Copy out the items below verbatim, from the line containing "In this picture, where can the parking" through the line containing "point(288, 267)", inclusive.

▶ **Stored records**
>>

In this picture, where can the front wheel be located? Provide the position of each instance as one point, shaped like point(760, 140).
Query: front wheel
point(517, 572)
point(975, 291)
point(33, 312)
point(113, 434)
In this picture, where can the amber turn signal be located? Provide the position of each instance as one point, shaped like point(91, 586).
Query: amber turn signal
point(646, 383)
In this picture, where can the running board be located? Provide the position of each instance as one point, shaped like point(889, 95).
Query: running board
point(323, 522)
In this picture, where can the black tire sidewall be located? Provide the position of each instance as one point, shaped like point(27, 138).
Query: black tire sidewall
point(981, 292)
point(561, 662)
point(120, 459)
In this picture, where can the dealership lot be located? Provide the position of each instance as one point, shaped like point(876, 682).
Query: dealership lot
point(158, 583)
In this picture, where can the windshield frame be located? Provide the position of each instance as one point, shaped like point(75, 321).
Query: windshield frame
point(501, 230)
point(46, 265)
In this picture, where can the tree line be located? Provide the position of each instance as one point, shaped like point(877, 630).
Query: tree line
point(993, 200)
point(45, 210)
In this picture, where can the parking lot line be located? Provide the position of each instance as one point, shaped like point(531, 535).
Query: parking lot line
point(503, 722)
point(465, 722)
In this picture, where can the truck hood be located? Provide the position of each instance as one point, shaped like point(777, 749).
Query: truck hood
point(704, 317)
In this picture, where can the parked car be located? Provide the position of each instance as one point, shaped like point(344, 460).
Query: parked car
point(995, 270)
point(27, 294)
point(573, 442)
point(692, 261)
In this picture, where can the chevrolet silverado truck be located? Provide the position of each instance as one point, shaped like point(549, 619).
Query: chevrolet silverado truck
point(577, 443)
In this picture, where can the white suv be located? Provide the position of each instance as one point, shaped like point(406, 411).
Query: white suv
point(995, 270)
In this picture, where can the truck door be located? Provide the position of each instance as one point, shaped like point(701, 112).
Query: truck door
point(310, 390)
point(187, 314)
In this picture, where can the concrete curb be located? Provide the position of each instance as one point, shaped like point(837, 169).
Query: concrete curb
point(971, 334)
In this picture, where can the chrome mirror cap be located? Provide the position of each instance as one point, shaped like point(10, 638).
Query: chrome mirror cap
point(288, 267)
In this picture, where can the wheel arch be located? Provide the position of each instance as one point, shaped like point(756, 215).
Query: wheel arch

<<

▶ **Exercise result**
In this picture, where can the parking lot line be located? Provide the position of each instance as one point, shaped like point(531, 535).
Query: parking lot line
point(503, 722)
point(465, 722)
In this picture, where can the truck hood be located? Provide the position of each instance as one point, shaped like point(777, 749).
Query: truck hood
point(704, 317)
In this picture, where can the parked car be located? Provide the position of each instance as one point, shaped like point(344, 460).
Query: parked car
point(995, 270)
point(27, 294)
point(573, 442)
point(692, 261)
In this picture, where can the chevrolet silverado truck be located? Provide the position of each instance as one point, shaped like point(549, 619).
Query: chevrolet silverado truck
point(577, 443)
In this picture, where can the white suv be located? Provide the position of each instance as one point, shaped like point(406, 411).
Query: white suv
point(995, 270)
In this picture, where can the truck door be located? Provide the position of each instance as one point, shaped like point(701, 112).
Query: truck door
point(310, 390)
point(187, 314)
In this picture, where can the concrete curb be located? Provide the position of each instance as one point, shaped like point(837, 169).
Query: concrete curb
point(971, 334)
In this picture, where can the chrome mirror cap be located? Provide the position of each instance as one point, shaped like point(10, 638).
Query: chrome mirror cap
point(288, 267)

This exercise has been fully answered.